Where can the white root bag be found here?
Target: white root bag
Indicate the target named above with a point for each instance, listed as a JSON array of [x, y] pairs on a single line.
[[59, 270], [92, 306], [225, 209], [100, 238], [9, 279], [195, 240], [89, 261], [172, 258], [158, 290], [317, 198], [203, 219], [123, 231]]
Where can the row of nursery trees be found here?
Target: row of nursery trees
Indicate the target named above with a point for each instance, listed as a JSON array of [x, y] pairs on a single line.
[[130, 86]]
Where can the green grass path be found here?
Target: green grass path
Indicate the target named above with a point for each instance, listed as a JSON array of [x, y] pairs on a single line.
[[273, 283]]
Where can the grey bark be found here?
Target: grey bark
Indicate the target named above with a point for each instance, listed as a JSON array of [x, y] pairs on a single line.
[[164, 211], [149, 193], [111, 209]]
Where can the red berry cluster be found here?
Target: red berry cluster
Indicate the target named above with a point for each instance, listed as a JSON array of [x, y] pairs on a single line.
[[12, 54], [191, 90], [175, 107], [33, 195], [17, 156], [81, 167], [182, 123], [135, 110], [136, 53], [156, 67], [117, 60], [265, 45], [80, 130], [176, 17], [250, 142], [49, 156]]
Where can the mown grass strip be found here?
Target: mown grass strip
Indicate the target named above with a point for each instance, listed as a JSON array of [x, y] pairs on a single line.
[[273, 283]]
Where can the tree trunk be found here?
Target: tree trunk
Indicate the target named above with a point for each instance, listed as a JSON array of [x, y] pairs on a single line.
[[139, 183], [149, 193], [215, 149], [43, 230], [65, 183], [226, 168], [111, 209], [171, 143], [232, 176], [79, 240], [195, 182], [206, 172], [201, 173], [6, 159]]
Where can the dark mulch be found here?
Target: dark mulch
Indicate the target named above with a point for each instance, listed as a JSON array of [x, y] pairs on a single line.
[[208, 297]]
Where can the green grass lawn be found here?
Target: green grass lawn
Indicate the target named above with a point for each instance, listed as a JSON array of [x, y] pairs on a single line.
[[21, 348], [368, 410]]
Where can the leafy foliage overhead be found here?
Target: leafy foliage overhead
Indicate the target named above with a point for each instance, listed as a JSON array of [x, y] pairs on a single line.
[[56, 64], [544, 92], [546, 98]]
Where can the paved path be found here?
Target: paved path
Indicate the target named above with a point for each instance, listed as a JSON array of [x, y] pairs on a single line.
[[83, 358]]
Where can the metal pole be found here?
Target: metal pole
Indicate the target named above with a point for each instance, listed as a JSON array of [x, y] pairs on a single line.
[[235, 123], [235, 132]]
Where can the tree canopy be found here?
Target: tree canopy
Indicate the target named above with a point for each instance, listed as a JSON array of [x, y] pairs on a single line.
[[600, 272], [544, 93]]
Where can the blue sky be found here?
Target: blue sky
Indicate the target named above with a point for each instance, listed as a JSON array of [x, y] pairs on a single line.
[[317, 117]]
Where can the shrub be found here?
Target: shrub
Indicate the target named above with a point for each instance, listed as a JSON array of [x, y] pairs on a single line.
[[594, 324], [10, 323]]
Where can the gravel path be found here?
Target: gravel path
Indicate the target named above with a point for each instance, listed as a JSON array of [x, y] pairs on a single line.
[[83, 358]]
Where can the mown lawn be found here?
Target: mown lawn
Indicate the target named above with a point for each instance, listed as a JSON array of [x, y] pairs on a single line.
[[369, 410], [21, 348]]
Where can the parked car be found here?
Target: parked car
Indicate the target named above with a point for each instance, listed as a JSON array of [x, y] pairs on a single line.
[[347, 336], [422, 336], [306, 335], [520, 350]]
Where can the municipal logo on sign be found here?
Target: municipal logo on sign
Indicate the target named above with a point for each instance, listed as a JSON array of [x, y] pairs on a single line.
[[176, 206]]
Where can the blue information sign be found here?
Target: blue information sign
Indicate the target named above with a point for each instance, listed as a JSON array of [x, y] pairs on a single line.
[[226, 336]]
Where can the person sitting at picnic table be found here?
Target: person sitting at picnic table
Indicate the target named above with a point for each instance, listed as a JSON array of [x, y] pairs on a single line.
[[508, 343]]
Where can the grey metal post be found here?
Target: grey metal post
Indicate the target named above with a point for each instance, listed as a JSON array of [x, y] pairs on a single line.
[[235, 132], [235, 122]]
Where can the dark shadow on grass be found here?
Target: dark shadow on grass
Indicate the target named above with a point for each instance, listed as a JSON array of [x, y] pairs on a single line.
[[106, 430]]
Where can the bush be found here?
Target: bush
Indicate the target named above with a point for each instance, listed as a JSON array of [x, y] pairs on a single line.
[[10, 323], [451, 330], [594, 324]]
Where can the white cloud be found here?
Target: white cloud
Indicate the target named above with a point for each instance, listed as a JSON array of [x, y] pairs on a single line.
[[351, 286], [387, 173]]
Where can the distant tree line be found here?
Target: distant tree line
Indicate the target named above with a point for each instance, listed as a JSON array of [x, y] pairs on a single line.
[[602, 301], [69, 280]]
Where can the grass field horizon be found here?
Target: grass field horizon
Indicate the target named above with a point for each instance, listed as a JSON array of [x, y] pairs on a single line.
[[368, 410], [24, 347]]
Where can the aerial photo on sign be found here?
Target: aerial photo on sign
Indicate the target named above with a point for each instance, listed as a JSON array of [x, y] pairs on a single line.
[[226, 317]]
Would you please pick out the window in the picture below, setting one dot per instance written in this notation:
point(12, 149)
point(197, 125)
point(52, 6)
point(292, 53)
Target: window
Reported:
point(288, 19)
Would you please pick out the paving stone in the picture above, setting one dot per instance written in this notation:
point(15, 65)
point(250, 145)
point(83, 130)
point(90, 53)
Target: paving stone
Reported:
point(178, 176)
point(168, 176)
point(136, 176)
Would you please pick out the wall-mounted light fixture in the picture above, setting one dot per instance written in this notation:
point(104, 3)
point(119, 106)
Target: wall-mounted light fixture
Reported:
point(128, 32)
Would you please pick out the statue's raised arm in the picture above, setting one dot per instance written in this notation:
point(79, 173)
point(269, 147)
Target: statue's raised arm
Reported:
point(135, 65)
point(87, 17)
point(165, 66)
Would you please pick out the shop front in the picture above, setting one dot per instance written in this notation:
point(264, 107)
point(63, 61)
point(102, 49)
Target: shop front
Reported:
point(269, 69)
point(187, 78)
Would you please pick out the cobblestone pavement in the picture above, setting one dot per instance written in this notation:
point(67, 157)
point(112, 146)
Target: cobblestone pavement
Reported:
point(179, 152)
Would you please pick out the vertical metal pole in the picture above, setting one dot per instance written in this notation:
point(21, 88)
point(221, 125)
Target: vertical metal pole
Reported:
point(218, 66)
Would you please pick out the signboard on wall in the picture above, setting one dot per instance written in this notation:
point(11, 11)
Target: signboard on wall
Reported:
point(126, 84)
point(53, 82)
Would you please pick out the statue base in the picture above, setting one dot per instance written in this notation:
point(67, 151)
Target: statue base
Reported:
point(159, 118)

* _課題の目的_
上記の項目を空行を除いて1行ずつMarkdownの表に変換し、すべての項目を含めること。列名は「番号」と「記録行」とし、「番号」列には行番号を記入すること。

* _課題の結果_
| 番号 | 記録行 |
|---|---|
| 1 | Where can the white root bag be found here? |
| 2 | Target: white root bag |
| 3 | Indicate the target named above with a point for each instance, listed as a JSON array of [x, y] pairs on a single line. |
| 4 | [[59, 270], [92, 306], [225, 209], [100, 238], [9, 279], [195, 240], [89, 261], [172, 258], [158, 290], [317, 198], [203, 219], [123, 231]] |
| 5 | Where can the row of nursery trees be found here? |
| 6 | Target: row of nursery trees |
| 7 | Indicate the target named above with a point for each instance, listed as a JSON array of [x, y] pairs on a single line. |
| 8 | [[130, 86]] |
| 9 | Where can the green grass path be found here? |
| 10 | Target: green grass path |
| 11 | Indicate the target named above with a point for each instance, listed as a JSON array of [x, y] pairs on a single line. |
| 12 | [[273, 283]] |
| 13 | Where can the grey bark be found here? |
| 14 | Target: grey bark |
| 15 | Indicate the target named above with a point for each instance, listed as a JSON array of [x, y] pairs on a single line. |
| 16 | [[164, 211], [149, 193], [111, 209]] |
| 17 | Where can the red berry cluster be found here? |
| 18 | Target: red berry cluster |
| 19 | Indicate the target named above with a point for each instance, listed as a JSON array of [x, y] pairs on a single line. |
| 20 | [[12, 54], [191, 90], [175, 107], [33, 195], [17, 156], [81, 167], [182, 123], [135, 110], [136, 53], [156, 67], [117, 60], [265, 45], [80, 130], [176, 17], [250, 142], [49, 156]] |
| 21 | Where can the mown grass strip be found here? |
| 22 | Target: mown grass strip |
| 23 | Indicate the target named above with a point for each instance, listed as a JSON array of [x, y] pairs on a single line. |
| 24 | [[273, 283]] |
| 25 | Where can the tree trunk be found here? |
| 26 | Target: tree trunk |
| 27 | Indicate the target named above with a point for each instance, listed as a JSON array of [x, y] pairs on a single line. |
| 28 | [[139, 183], [149, 193], [215, 149], [43, 230], [65, 183], [226, 168], [111, 209], [171, 143], [232, 176], [79, 240], [195, 182], [206, 172], [201, 173], [6, 159]] |
| 29 | Where can the dark mulch be found here? |
| 30 | Target: dark mulch |
| 31 | Indicate the target named above with a point for each instance, listed as a JSON array of [x, y] pairs on a single line. |
| 32 | [[208, 297]] |
| 33 | Where can the green grass lawn be found here? |
| 34 | Target: green grass lawn |
| 35 | Indicate the target named above with a point for each instance, listed as a JSON array of [x, y] pairs on a single line. |
| 36 | [[21, 348], [368, 410]] |
| 37 | Where can the leafy foliage overhead be found here? |
| 38 | Target: leafy foliage overhead |
| 39 | Indicate the target named above with a point for each instance, listed as a JSON array of [x, y] pairs on a single line. |
| 40 | [[56, 64], [544, 92], [546, 98]] |
| 41 | Where can the paved path be found here? |
| 42 | Target: paved path |
| 43 | Indicate the target named above with a point for each instance, listed as a JSON array of [x, y] pairs on a single line. |
| 44 | [[83, 358]] |
| 45 | Where can the metal pole be found here? |
| 46 | Target: metal pole |
| 47 | Indicate the target named above with a point for each instance, listed as a JSON array of [x, y] pairs on a single line. |
| 48 | [[235, 123], [235, 132]] |
| 49 | Where can the tree canopy be found here? |
| 50 | Target: tree canopy |
| 51 | Indicate the target named above with a point for each instance, listed as a JSON array of [x, y] pairs on a single line. |
| 52 | [[600, 272], [544, 93]] |
| 53 | Where can the blue sky be found here? |
| 54 | Target: blue sky |
| 55 | Indicate the target named above with a point for each instance, listed as a JSON array of [x, y] pairs on a single line. |
| 56 | [[317, 117]] |
| 57 | Where can the shrub be found here? |
| 58 | Target: shrub |
| 59 | Indicate the target named above with a point for each instance, listed as a JSON array of [x, y] pairs on a single line. |
| 60 | [[594, 324], [10, 323]] |
| 61 | Where can the gravel path be found here? |
| 62 | Target: gravel path |
| 63 | Indicate the target named above with a point for each instance, listed as a JSON array of [x, y] pairs on a single line. |
| 64 | [[83, 358]] |
| 65 | Where can the mown lawn be found here? |
| 66 | Target: mown lawn |
| 67 | Indicate the target named above with a point for each instance, listed as a JSON array of [x, y] pairs on a single line. |
| 68 | [[369, 410], [21, 348]] |
| 69 | Where can the parked car be found here? |
| 70 | Target: parked car |
| 71 | Indicate the target named above with a point for each instance, listed as a JSON array of [x, y] pairs on a single line. |
| 72 | [[347, 336], [422, 336], [306, 335], [520, 350]] |
| 73 | Where can the municipal logo on sign be found here? |
| 74 | Target: municipal logo on sign |
| 75 | Indicate the target named above with a point for each instance, listed as a JSON array of [x, y] pairs on a single line. |
| 76 | [[176, 206]] |
| 77 | Where can the blue information sign be found here? |
| 78 | Target: blue information sign |
| 79 | Indicate the target named above with a point for each instance, listed as a JSON array of [x, y] pairs on a single line. |
| 80 | [[226, 336]] |
| 81 | Where can the person sitting at picnic table be found here? |
| 82 | Target: person sitting at picnic table |
| 83 | Indicate the target named above with a point for each instance, listed as a JSON array of [x, y] pairs on a single line. |
| 84 | [[508, 343]] |
| 85 | Where can the grey metal post be found here? |
| 86 | Target: grey metal post |
| 87 | Indicate the target named above with a point for each instance, listed as a JSON array of [x, y] pairs on a single line. |
| 88 | [[235, 132], [235, 122]] |
| 89 | Where can the dark shadow on grass be found here? |
| 90 | Target: dark shadow on grass |
| 91 | Indicate the target named above with a point for each instance, listed as a JSON array of [x, y] pairs on a single line. |
| 92 | [[106, 430]] |
| 93 | Where can the bush be found here? |
| 94 | Target: bush |
| 95 | Indicate the target named above with a point for each instance, listed as a JSON array of [x, y] pairs on a single line. |
| 96 | [[10, 323], [451, 330], [594, 324]] |
| 97 | Where can the white cloud be found here? |
| 98 | Target: white cloud |
| 99 | Indicate the target named above with a point for each instance, listed as a JSON array of [x, y] pairs on a single line. |
| 100 | [[351, 286], [387, 173]] |
| 101 | Where can the distant tree line be found here? |
| 102 | Target: distant tree line |
| 103 | Indicate the target named above with a point for each instance, listed as a JSON array of [x, y] pairs on a single line. |
| 104 | [[602, 301], [69, 280]] |
| 105 | Where can the grass field horizon be found here? |
| 106 | Target: grass field horizon |
| 107 | Indicate the target named above with a point for each instance, listed as a JSON array of [x, y] pairs on a single line. |
| 108 | [[368, 410], [24, 347]] |
| 109 | Where can the aerial photo on sign be found here? |
| 110 | Target: aerial photo on sign |
| 111 | Indicate the target named above with a point for each instance, listed as a JSON array of [x, y] pairs on a single line. |
| 112 | [[226, 317]] |
| 113 | Would you please pick out the window in the picture below, setting one dot per instance written in this notation: |
| 114 | point(12, 149) |
| 115 | point(197, 125) |
| 116 | point(52, 6) |
| 117 | point(292, 53) |
| 118 | Target: window |
| 119 | Reported: |
| 120 | point(288, 19) |
| 121 | Would you please pick out the paving stone in the picture above, setting one dot per instance written in this notation: |
| 122 | point(15, 65) |
| 123 | point(250, 145) |
| 124 | point(83, 130) |
| 125 | point(90, 53) |
| 126 | Target: paving stone |
| 127 | Reported: |
| 128 | point(178, 176) |
| 129 | point(168, 176) |
| 130 | point(136, 176) |
| 131 | Would you please pick out the wall-mounted light fixture in the picture above, setting one dot per instance written in this notation: |
| 132 | point(104, 3) |
| 133 | point(119, 106) |
| 134 | Target: wall-mounted light fixture |
| 135 | Reported: |
| 136 | point(128, 32) |
| 137 | Would you please pick out the statue's raised arm in the picture above, setting one dot per instance written in this notation: |
| 138 | point(79, 173) |
| 139 | point(269, 147) |
| 140 | Target: statue's raised arm |
| 141 | Reported: |
| 142 | point(135, 65) |
| 143 | point(87, 17) |
| 144 | point(165, 66) |
| 145 | Would you please pick out the shop front in the picture above, setting one dot per instance written in this notation: |
| 146 | point(264, 107) |
| 147 | point(63, 61) |
| 148 | point(102, 49) |
| 149 | Target: shop front |
| 150 | Reported: |
| 151 | point(269, 69) |
| 152 | point(187, 78) |
| 153 | Would you please pick out the cobblestone pavement in the picture above, setting one dot per instance written in this notation: |
| 154 | point(67, 157) |
| 155 | point(112, 146) |
| 156 | Target: cobblestone pavement |
| 157 | Reported: |
| 158 | point(179, 152) |
| 159 | Would you please pick out the vertical metal pole in the picture above, setting one dot per instance written in this notation: |
| 160 | point(21, 88) |
| 161 | point(221, 125) |
| 162 | Target: vertical metal pole |
| 163 | Reported: |
| 164 | point(218, 66) |
| 165 | Would you please pick out the signboard on wall in the picture above, setting one dot per instance written in this notation: |
| 166 | point(11, 11) |
| 167 | Target: signboard on wall |
| 168 | Reported: |
| 169 | point(126, 84) |
| 170 | point(53, 82) |
| 171 | Would you please pick out the statue base in the picture above, setting one dot per instance written in this notation: |
| 172 | point(67, 151) |
| 173 | Target: statue base |
| 174 | Reported: |
| 175 | point(159, 118) |